__DEINE AUFGABEN__:
**A.** Welche Rolle spielt Alina Levshin laut dem Text über die Serie „Dunkelstadt“?
**B.** Schreib den Text über die Serie „Dunkelstadt“ nach seinem letzten Satz weiter.

__AUSGEWÄHLTER TEXTAUSZUG__:
Dunkelstadt

Alina Levshin, Melzener/Neviandt, Asli Özge. Doro Decker denkt sich ihr(en) Teil

Foto: ZDF / Sofie Silbermann
Foto Rainer Tittelbach

Alina Levshin ist Privatdetektivin Doro Decker in der neuen ZDF-neo-Serie „Dunkelstadt“ (Zeitsprung Pictures). Weil sie selbst eine Frau ist, die am Rande des Abgrunds balanciert, will sie den verlorenen Seelen der Großstadt helfen. Solange sie nicht vom Alkohol außer Gefecht gesetzt wird, verfolgt die Kettenraucherin engagiert und clever ihre Fälle. Die Serie erzählt abgeschlossene Geschichten, die zugleich Projektionen der Psyche dieser klassischen Anti-Heldin sind, und auch ein bedrohlicher, horizontaler Erzählstrang kristallisiert sich in den sechs 45-Minütern heraus. „Dunkelstadt“, originell erzählt und klar strukturiert, edel inszeniert und bestens besetzt, bezieht sich narrativ und ästhetisch auf den „Film Noir“. Das lässt die Verwendung von inneren Monologen, die als Voice-over über die Szenen gelegt werden, zwar motiviert erscheinen, das dürfte dieses dramaturgisch durchaus sinnvoll eingesetzte Stilmittel allerdings nicht weniger gewöhnungsbedürftig für den Zuschauer machen.

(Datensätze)

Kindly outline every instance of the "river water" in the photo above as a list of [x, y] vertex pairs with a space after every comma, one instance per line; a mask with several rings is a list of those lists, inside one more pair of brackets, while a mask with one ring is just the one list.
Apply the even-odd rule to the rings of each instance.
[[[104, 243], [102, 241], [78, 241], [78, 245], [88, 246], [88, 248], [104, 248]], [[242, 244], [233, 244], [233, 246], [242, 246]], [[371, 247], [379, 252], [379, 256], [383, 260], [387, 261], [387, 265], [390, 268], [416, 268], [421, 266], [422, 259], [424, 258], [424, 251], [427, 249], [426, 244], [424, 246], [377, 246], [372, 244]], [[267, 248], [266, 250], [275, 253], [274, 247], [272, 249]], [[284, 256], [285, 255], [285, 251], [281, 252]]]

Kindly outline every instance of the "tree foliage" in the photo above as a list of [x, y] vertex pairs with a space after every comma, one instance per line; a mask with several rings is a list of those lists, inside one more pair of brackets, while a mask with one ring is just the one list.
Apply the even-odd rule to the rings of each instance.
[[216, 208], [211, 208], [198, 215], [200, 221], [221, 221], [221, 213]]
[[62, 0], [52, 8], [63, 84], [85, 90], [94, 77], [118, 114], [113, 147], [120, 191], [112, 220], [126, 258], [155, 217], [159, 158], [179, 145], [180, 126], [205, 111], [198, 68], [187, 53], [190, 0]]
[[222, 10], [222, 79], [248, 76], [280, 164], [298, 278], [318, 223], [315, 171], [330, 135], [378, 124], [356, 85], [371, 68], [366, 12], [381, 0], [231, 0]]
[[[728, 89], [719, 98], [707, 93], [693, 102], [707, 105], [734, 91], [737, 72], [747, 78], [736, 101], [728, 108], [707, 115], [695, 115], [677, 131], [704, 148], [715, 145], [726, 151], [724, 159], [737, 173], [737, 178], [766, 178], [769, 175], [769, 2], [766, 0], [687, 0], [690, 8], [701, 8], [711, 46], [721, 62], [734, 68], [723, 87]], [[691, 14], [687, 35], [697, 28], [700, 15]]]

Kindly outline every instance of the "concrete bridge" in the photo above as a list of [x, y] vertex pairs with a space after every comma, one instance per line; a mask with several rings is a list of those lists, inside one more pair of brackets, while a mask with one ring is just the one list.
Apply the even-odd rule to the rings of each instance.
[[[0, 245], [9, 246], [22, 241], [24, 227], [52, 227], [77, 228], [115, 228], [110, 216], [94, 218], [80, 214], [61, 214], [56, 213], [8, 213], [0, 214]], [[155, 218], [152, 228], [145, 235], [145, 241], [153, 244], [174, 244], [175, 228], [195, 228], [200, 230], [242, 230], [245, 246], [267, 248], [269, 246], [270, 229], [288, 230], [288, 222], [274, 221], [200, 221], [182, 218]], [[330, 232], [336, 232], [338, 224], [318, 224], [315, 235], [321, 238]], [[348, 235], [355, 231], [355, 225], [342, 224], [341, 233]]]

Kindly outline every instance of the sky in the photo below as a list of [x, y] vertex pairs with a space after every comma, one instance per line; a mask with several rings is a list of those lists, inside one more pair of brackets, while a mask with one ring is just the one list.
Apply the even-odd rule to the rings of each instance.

__DIE ERGEBNISSE__:
**A.** Sie spielt die Privatdetektivin Doro Decker.

**B.**
„Ich ahne, was Glück sein könnte. Aber wer würde es schon länger mit mir aushalten?“
Ihr Vater war Polizist und immer schon ihr Vorbild. Auch Doro Decker (Alina Levshin) wollte früh ihr Leben in den Dienst des Guten stellen. Doch autoritäre Strukturen und Grapscher sind nicht ihr Ding – und so flog sie von der Polizeischule. Jetzt schlägt sie sich als Privatdetektivin durch. Sie lebt in einer heruntergekommenen Gegend, wohnt in einer Art Asservatenkammer in Loft-Größe. Ihre Statur ist nicht gerade furchteinflößend, dafür hat sie ein loses Mundwerk, ein Talent zur Verstellung und ihr Kleiderschrank ermöglicht ihr immer wieder hilfreiche Maskeraden. So beschafft sie sich ihre Infos, so schleicht sie sich in verdächtige Milieus ein, und wenn sie mit ihren Methoden am Ende ist, hat sie ja noch ihren Assistenten Adnan (Rauand Taleb) und vor allem Chris Lautner (Artjom Gilz), ihren Verbündeten bei der Kripo. Beide fressen Doro förmlich aus der Hand, denn beide wollen von ihr geliebt werden: der eine wie ein Bruder, der andere wie ein Mann. Doch Doro braucht ihre Unabhängigkeit. „Manchmal ahne ich, was Glück sein könnte. Aber wer würde es schon länger mit mir aushalten?“, fragt sie sich. Ihr Selbstbild weicht ab von der Wahrnehmung anderer. Mit der (Selbst-)Liebe haut es einfach nicht mehr hin, nachdem ihr Vater im Dienst ums Leben kam.

DunkelstadtFoto: ZDF / Sofie Silbermann
Weshalb verschwinden in der Stadt Obdachlose? Doro (Alina Levshin) ermittelt in einem Abbruchhaus, das von Drogen-Abhängigen bewohnt wird. Sie spielt dabei mit offenen Karten, missbraucht das Vertrauen nicht. Jana McKinnon und Jesse Albert.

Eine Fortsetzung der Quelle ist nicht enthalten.